== Segment start ==

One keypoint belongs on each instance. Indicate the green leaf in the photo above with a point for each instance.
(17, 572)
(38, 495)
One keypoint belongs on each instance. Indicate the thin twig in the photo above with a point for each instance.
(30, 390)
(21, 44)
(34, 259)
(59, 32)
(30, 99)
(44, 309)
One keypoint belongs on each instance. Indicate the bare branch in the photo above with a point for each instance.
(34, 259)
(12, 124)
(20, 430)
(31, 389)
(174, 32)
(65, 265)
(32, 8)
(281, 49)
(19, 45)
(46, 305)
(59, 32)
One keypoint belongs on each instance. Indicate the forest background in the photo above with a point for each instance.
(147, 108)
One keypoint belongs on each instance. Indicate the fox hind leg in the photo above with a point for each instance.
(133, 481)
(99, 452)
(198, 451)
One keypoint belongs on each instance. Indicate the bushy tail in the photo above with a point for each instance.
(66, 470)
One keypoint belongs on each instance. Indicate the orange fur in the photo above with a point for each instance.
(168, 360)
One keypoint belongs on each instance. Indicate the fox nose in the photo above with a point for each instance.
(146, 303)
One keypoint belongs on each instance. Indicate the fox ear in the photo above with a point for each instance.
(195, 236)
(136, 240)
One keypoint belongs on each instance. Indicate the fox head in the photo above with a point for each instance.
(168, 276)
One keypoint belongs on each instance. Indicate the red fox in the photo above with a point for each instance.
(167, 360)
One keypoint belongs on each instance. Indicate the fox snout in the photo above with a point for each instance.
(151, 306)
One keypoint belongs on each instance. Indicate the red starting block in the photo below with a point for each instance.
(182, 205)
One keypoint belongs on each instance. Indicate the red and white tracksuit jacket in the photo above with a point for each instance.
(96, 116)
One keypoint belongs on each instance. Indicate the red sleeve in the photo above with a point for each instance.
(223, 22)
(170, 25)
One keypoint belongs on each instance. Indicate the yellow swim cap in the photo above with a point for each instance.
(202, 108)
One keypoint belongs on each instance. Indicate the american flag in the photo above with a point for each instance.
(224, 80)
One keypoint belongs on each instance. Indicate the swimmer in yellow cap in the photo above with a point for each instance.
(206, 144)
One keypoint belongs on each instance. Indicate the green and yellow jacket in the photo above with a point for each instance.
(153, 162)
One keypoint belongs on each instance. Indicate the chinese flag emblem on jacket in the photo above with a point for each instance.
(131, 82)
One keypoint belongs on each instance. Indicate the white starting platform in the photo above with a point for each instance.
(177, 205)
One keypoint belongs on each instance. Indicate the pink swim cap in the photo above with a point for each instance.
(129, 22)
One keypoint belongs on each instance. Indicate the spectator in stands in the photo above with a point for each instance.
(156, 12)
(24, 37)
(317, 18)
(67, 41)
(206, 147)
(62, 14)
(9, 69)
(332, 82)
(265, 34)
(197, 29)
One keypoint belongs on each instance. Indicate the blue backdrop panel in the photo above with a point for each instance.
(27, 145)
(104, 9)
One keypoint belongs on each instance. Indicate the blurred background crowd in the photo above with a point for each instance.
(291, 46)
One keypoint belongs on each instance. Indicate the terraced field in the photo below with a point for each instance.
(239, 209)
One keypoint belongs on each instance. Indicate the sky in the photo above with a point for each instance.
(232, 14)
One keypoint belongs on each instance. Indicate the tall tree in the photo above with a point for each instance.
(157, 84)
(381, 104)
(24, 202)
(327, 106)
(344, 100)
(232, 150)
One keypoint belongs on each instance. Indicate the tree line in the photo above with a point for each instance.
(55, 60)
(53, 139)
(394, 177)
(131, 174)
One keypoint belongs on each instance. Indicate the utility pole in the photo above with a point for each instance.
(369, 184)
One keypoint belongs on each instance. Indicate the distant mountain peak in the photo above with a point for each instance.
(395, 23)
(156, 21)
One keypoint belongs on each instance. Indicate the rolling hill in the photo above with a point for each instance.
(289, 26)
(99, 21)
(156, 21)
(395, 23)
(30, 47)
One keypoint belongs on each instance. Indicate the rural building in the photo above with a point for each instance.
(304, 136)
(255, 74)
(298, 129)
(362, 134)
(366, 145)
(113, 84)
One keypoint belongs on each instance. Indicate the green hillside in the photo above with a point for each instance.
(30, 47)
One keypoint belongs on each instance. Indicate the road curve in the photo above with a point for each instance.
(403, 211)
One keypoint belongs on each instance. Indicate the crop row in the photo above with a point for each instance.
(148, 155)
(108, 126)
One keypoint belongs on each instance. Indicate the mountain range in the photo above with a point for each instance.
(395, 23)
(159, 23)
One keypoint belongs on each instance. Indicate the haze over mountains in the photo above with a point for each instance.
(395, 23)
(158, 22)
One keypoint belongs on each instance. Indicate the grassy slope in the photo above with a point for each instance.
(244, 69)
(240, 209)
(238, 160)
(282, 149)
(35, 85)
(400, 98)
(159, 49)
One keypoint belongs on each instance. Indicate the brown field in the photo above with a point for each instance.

== Segment end ==

• WHAT IS EXPECTED
Reproduce every line of the data without changing a word.

• REPLY
One keypoint belongs on each instance. Indicate the green leaf in the photo above with a point for each instance.
(17, 572)
(38, 495)
One keypoint belongs on each instance. Indicate the thin twig in the photo above with a point for each instance.
(30, 390)
(21, 44)
(34, 259)
(59, 32)
(30, 99)
(44, 309)
One keypoint belongs on each instance. Indicate the bare branch in the photo above with a point for each instance.
(34, 259)
(12, 124)
(20, 430)
(31, 389)
(174, 32)
(65, 265)
(32, 8)
(281, 49)
(19, 45)
(46, 305)
(59, 32)
One keypoint belongs on each instance. Indicate the forest background in the photo above with a point for each instance.
(147, 108)
One keypoint belongs on each instance. Indicate the fox hind leg in the photo above with a point for each instance.
(133, 481)
(99, 452)
(198, 451)
One keypoint belongs on each instance. Indicate the bushy tail in the photo above with a point for each instance.
(66, 470)
One keypoint belongs on each instance. Indicate the orange fur in the photo above with a point for each instance.
(168, 360)
One keypoint belongs on each instance. Indicate the fox nose in the photo above with a point for each instance.
(146, 303)
One keypoint belongs on each instance. Indicate the fox ear in the photo above with a point for each instance.
(195, 236)
(136, 240)
One keypoint belongs on each instance. Indicate the fox head in the photo above with a point for each instance.
(168, 276)
One keypoint belongs on each instance. Indicate the red fox in the photo above with a point for each instance.
(167, 360)
One keypoint belongs on each instance. Indicate the fox snout in the photo above with a point for each instance.
(151, 306)
One keypoint belongs on each instance. Indicate the red starting block in the photo below with a point for each instance.
(182, 205)
One keypoint belongs on each instance. Indicate the red and white tracksuit jacket in the photo above with a point for each instance.
(96, 116)
One keypoint belongs on each instance. Indicate the red sleeve in the photo above with a point for each instance.
(223, 22)
(170, 25)
One keypoint belongs on each instance. Indicate the yellow swim cap in the photo above with a point for each instance.
(202, 108)
One keypoint belongs on each instance. Indicate the american flag in the photo above with a point for each instance.
(224, 80)
One keypoint belongs on each instance. Indicate the swimmer in yellow cap in the photo above with a point for each instance.
(206, 144)
One keypoint belongs on each instance. Indicate the green and yellow jacket in the photo above with a point for each instance.
(153, 162)
One keypoint belongs on each instance. Indicate the chinese flag emblem on jacket in the photo above with a point for each instance.
(131, 82)
One keypoint belongs on each instance. Indicate the white starting platform in the photo above with a point for each instance.
(177, 205)
One keypoint belongs on each instance. Indicate the pink swim cap in the photo above with a point for each instance.
(129, 22)
One keypoint belongs on each instance. Indicate the spectator in stands in the photo above with a point for each instance.
(156, 12)
(24, 37)
(317, 18)
(67, 41)
(206, 147)
(62, 14)
(9, 69)
(332, 82)
(265, 34)
(197, 29)
One keypoint belongs on each instance. Indicate the blue backdrop panel in the photo above with a point for each instance.
(27, 145)
(104, 9)
One keypoint belongs on each instance. Indicate the blurred background crowd in the photo above with a point for each instance.
(291, 46)
One keypoint belongs on each instance. Indicate the terraced field in the photo below with a point for each instance.
(239, 209)
One keypoint belongs on each instance. Indicate the sky in the photo above with a point for each instance.
(232, 14)
One keypoint belongs on each instance. Indicate the tall tree in the photo above with a point for each instance.
(157, 84)
(381, 104)
(24, 202)
(327, 106)
(344, 100)
(232, 150)
One keypoint belongs on each instance. Indicate the tree line in the photo above with a point for each instance.
(55, 60)
(53, 139)
(394, 177)
(131, 174)
One keypoint belongs on each instance. Indicate the utility pole in the photo above with a point for each instance.
(369, 184)
One keypoint belongs on each instance. Indicate the distant mountain peak in the photo above with a point for each instance.
(395, 23)
(156, 21)
One keypoint belongs on each instance. Indicate the rolling hill in the photo above with a point for each instance.
(289, 26)
(99, 21)
(156, 21)
(395, 23)
(30, 47)
One keypoint belongs on each instance. Indicate the rural building in the photo above with a point for each instance.
(304, 136)
(255, 74)
(298, 129)
(362, 134)
(366, 145)
(113, 84)
One keypoint belongs on each instance. Indicate the green hillside in the photo above with a point for each instance.
(30, 47)
One keypoint belongs on each instance. Indicate the road curve in the photo above with a point for each instance.
(403, 211)
One keypoint belongs on each instance. Indicate the crop row in the photo above with a point for each instance.
(148, 155)
(108, 126)
One keypoint belongs on each instance. Indicate the mountain range in the photo above with a point for each instance.
(395, 23)
(159, 23)
One keypoint belongs on each instance. Indicate the haze over mountains in the photo above with a point for each instance.
(395, 23)
(158, 22)
One keypoint belongs on each instance. Indicate the grassy slope in the photo above with a point for each instance.
(244, 69)
(240, 209)
(238, 160)
(282, 149)
(35, 85)
(400, 98)
(159, 49)
One keypoint belongs on each instance. Indicate the brown field in the photo above with a point for each instance.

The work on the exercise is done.